-- START OF TASK INPUT --

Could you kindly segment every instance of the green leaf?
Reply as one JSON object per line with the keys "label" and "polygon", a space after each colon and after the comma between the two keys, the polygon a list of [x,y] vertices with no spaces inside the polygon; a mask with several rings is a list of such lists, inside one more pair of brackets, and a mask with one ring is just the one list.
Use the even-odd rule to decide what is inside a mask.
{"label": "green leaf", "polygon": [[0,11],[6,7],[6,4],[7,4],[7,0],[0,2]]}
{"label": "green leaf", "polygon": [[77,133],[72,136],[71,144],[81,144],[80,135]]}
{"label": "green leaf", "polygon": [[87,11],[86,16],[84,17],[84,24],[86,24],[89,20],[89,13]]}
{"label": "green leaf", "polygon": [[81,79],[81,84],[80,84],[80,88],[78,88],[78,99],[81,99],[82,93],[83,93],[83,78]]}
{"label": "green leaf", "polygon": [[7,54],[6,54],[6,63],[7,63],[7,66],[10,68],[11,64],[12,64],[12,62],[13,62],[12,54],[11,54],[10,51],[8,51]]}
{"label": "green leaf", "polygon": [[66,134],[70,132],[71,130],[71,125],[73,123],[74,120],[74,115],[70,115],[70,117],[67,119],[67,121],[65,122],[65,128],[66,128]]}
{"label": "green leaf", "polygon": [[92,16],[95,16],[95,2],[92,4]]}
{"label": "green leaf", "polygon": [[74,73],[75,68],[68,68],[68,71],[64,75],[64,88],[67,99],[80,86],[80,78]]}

-- END OF TASK INPUT --

• **EXERCISE INSTRUCTIONS**
Print all of the records above again, line for line, with every character unchanged.

• **EXERCISE SOLUTION**
Could you kindly segment every instance of the green leaf?
Reply as one JSON object per line with the keys "label" and "polygon", a space after each colon and after the comma between the two keys, the polygon a list of [x,y] vertices with no spaces inside the polygon; a mask with several rings is a list of such lists, inside one more pair of brackets, and a mask with one ring is just the one list.
Use the even-odd rule to decide what is inside a mask.
{"label": "green leaf", "polygon": [[0,11],[6,7],[6,4],[7,4],[7,0],[0,2]]}
{"label": "green leaf", "polygon": [[77,133],[72,136],[71,144],[81,144],[80,135]]}
{"label": "green leaf", "polygon": [[87,11],[86,16],[84,17],[84,24],[86,24],[89,20],[89,13]]}
{"label": "green leaf", "polygon": [[81,79],[81,84],[80,84],[80,88],[78,88],[78,99],[81,99],[82,93],[83,93],[83,78]]}
{"label": "green leaf", "polygon": [[7,54],[6,54],[6,63],[7,63],[7,66],[10,68],[11,64],[12,64],[12,62],[13,62],[12,54],[11,54],[10,51],[8,51]]}
{"label": "green leaf", "polygon": [[66,134],[70,132],[71,130],[71,125],[73,123],[74,120],[74,115],[70,115],[70,117],[67,119],[67,121],[65,122],[65,128],[66,128]]}
{"label": "green leaf", "polygon": [[92,16],[95,16],[95,2],[92,4]]}
{"label": "green leaf", "polygon": [[74,73],[75,68],[68,68],[68,71],[64,75],[64,88],[67,99],[80,86],[80,78]]}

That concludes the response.